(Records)
* * * * * * *

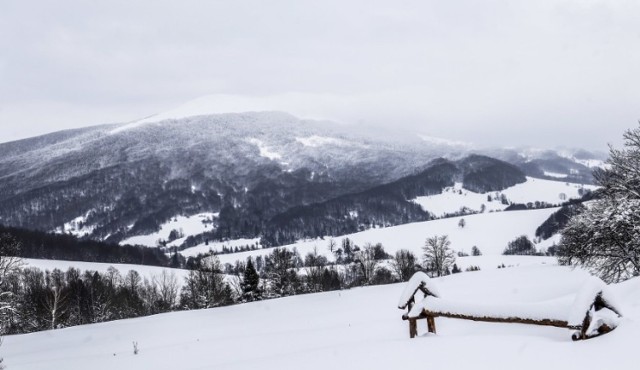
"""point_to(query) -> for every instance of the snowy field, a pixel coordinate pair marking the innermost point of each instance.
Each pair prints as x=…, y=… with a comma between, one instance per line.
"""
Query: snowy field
x=147, y=272
x=188, y=225
x=491, y=232
x=359, y=328
x=455, y=197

* * * * * * *

Task details:
Write out the whole listing again, exactly, with no pictures.

Output:
"""point_to(query) -> for every instance of the snowy field, a pixel coordinate pair marking the innermost point of each instance.
Each pair prints as x=…, y=… with a comma between, one instance per line.
"""
Query: snowy field
x=147, y=272
x=188, y=225
x=491, y=232
x=359, y=328
x=455, y=197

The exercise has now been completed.